(Stored entries)
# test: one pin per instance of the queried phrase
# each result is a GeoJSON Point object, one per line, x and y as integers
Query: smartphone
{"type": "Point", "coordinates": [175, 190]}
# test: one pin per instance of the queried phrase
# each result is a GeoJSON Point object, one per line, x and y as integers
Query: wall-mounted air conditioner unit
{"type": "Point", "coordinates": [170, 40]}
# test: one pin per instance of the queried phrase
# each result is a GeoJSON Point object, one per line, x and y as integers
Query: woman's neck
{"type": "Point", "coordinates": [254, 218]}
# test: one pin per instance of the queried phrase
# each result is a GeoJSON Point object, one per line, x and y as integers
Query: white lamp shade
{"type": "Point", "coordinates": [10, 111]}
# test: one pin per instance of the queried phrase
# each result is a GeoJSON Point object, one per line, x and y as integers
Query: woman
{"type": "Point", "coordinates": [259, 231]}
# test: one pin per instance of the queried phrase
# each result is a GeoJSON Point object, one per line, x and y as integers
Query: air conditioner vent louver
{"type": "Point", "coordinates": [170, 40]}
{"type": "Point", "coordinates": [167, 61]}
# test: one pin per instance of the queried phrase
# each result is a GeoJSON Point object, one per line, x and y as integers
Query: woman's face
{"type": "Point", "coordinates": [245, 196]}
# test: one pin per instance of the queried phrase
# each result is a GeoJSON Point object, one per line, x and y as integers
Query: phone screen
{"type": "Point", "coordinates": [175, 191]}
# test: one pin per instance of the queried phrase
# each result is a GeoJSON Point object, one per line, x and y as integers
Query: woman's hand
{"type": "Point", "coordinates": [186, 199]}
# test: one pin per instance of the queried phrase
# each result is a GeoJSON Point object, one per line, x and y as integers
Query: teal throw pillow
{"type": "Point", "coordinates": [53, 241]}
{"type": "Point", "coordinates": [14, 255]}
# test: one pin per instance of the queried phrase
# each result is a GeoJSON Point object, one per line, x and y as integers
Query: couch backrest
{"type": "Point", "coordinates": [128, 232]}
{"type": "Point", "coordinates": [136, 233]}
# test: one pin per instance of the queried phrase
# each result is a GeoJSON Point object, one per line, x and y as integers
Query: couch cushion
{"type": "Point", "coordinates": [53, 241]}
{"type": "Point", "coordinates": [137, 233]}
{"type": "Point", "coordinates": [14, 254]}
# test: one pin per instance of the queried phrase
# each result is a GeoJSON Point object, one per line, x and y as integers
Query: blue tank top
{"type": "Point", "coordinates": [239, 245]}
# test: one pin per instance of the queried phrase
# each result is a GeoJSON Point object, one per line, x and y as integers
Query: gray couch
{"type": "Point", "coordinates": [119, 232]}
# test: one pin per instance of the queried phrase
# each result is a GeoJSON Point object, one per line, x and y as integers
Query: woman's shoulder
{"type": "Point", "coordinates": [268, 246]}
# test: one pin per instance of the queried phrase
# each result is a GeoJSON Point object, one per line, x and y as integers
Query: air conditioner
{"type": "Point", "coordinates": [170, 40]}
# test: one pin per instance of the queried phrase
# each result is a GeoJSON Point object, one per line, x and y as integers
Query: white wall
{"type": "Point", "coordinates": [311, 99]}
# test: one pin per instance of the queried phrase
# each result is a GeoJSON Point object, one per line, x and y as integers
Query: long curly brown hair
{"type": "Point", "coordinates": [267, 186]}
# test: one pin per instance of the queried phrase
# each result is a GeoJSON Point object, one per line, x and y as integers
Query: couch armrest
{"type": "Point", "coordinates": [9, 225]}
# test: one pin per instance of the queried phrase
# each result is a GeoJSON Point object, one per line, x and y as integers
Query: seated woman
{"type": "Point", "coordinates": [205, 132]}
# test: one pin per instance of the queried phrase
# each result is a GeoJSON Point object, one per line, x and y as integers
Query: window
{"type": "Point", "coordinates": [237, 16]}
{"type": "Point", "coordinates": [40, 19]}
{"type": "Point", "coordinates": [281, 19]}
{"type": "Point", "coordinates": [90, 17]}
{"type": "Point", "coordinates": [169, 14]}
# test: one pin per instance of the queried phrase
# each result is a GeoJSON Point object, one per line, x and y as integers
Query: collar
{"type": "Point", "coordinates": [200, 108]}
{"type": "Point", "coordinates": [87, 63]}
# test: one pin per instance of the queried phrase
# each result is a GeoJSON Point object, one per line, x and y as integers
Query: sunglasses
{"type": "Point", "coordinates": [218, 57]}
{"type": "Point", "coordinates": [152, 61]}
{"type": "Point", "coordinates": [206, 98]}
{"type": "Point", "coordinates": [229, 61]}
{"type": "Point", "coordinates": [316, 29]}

What to produce: The records above need to be transcribed in full. Keep every character unchanged.

Written solution:
# test: one pin per instance of the queried phrase
# each result is a GeoJSON Point object, one per line, x and y as integers
Query: smartphone
{"type": "Point", "coordinates": [175, 190]}
# test: one pin per instance of the queried phrase
# each result is a GeoJSON Point object, one per line, x and y as integers
Query: wall-mounted air conditioner unit
{"type": "Point", "coordinates": [170, 40]}
# test: one pin per instance of the queried phrase
# each result is a GeoJSON Point object, one per line, x and y as integers
Query: woman's neck
{"type": "Point", "coordinates": [254, 218]}
# test: one pin per instance of the queried phrase
# each result is a GeoJSON Point object, one per line, x and y as integers
Query: white lamp shade
{"type": "Point", "coordinates": [10, 111]}
# test: one pin per instance of the queried phrase
# each result is a GeoJSON Point object, one per line, x and y as integers
Query: woman
{"type": "Point", "coordinates": [259, 231]}
# test: one pin per instance of the queried phrase
# each result is a GeoJSON Point object, one per line, x and y as integers
Query: air conditioner vent louver
{"type": "Point", "coordinates": [170, 40]}
{"type": "Point", "coordinates": [167, 61]}
# test: one pin per instance of the queried phrase
# each result is a GeoJSON Point object, one per line, x and y as integers
Query: woman's face
{"type": "Point", "coordinates": [245, 196]}
# test: one pin per instance of the queried phrase
# each result is a GeoJSON Point object, one per line, x and y as integers
Query: phone screen
{"type": "Point", "coordinates": [175, 191]}
# test: one pin per instance of the queried phrase
# each result is a GeoJSON Point object, one per line, x and y as integers
Query: woman's hand
{"type": "Point", "coordinates": [186, 199]}
# test: one pin per instance of the queried phrase
# each result is a GeoJSON Point object, one per line, x and y as integers
Query: teal throw pillow
{"type": "Point", "coordinates": [53, 241]}
{"type": "Point", "coordinates": [14, 255]}
# test: one pin per instance of the queried phrase
# each result is a GeoJSON Point object, one per line, x and y as integers
Query: couch backrest
{"type": "Point", "coordinates": [128, 232]}
{"type": "Point", "coordinates": [136, 233]}
# test: one pin per instance of the queried phrase
# each result is a GeoJSON Point object, one per line, x and y as integers
Query: couch cushion
{"type": "Point", "coordinates": [53, 241]}
{"type": "Point", "coordinates": [137, 233]}
{"type": "Point", "coordinates": [14, 254]}
# test: one pin per instance of the queried phrase
# each result is a GeoJSON Point object, one per line, x and y as integers
Query: blue tank top
{"type": "Point", "coordinates": [239, 245]}
# test: one pin per instance of the queried phrase
# each result is a GeoJSON Point object, one per line, x and y as integers
Query: gray couch
{"type": "Point", "coordinates": [119, 232]}
# test: one pin per instance of the queried phrase
# each result is a GeoJSON Point object, one per line, x and y as integers
Query: woman's shoulder
{"type": "Point", "coordinates": [268, 246]}
# test: one pin per instance of the queried phrase
# each result is a GeoJSON Point object, one per line, x and y as integers
Query: air conditioner
{"type": "Point", "coordinates": [170, 40]}
# test: one pin per instance of the queried phrase
# each result is a GeoJSON Point object, one per line, x and y as integers
Query: white wall
{"type": "Point", "coordinates": [311, 99]}
# test: one pin per instance of the queried phrase
# each result is a GeoJSON Point object, one per line, x and y as integers
Query: long curly brown hair
{"type": "Point", "coordinates": [267, 186]}
# test: one pin per instance of the queried phrase
# each result is a GeoJSON Point object, one per line, x and y as integers
Query: couch armrest
{"type": "Point", "coordinates": [9, 225]}
# test: one pin per instance of the queried phrase
# each result is a GeoJSON Point object, one per line, x and y as integers
Query: seated woman
{"type": "Point", "coordinates": [205, 132]}
# test: one pin per instance of the queried phrase
# each result is a GeoJSON Point object, one per line, x and y as integers
Query: window
{"type": "Point", "coordinates": [237, 16]}
{"type": "Point", "coordinates": [40, 19]}
{"type": "Point", "coordinates": [281, 19]}
{"type": "Point", "coordinates": [90, 17]}
{"type": "Point", "coordinates": [169, 14]}
# test: one pin per instance of the queried phrase
# each result is a GeoJSON Point object, one per line, x and y as integers
Query: collar
{"type": "Point", "coordinates": [200, 108]}
{"type": "Point", "coordinates": [87, 63]}
# test: one pin per instance of the queried phrase
# each result is a GeoJSON Point object, one per line, x and y as integers
Query: sunglasses
{"type": "Point", "coordinates": [218, 57]}
{"type": "Point", "coordinates": [152, 61]}
{"type": "Point", "coordinates": [206, 98]}
{"type": "Point", "coordinates": [229, 61]}
{"type": "Point", "coordinates": [316, 29]}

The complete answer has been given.